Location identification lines
________________________

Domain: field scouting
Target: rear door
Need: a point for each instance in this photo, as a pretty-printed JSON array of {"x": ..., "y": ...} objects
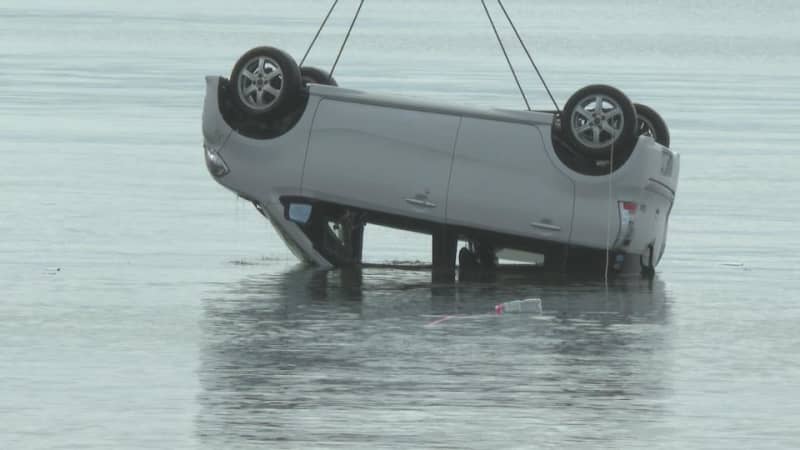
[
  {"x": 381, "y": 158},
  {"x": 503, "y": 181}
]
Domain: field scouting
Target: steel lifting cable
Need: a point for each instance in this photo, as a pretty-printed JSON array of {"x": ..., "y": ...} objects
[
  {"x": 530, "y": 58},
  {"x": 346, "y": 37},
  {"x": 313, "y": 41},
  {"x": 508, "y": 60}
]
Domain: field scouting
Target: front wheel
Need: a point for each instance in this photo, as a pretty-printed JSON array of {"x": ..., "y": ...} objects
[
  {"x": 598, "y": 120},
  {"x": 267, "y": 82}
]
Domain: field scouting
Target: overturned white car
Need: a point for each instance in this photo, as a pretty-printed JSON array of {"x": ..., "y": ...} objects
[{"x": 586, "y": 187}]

________________________

What you are asked to do> Rewrite every one of the lines above, requests included, and multiply each coordinate in the answers by 0.5, rounding to the nearest whole number with halves rounded up. Leave the pictures out.

Expected answer>
Domain: field scouting
Target: rear door
Need: a point for each instance in this photo, as a pretty-printed JSON array of {"x": ..., "y": ...} objects
[
  {"x": 191, "y": 79},
  {"x": 252, "y": 91}
]
Domain: field scouting
Target: steel lifting cable
Need: a point for each instance in this photo, as a pretty-printed JSON array of {"x": ..., "y": ...} objects
[
  {"x": 265, "y": 29},
  {"x": 173, "y": 19},
  {"x": 157, "y": 21},
  {"x": 254, "y": 30}
]
Domain: field scouting
Target: front wheel
Need: a point for each instance in this photo, as a pretty-printed JSON array of {"x": ..., "y": ...} objects
[
  {"x": 299, "y": 60},
  {"x": 134, "y": 41}
]
Domain: field scouting
Target: overturned white car
Need: a point for each instance in this photo, as a pretty-printed JSON array of {"x": ..., "y": ...} objects
[{"x": 293, "y": 94}]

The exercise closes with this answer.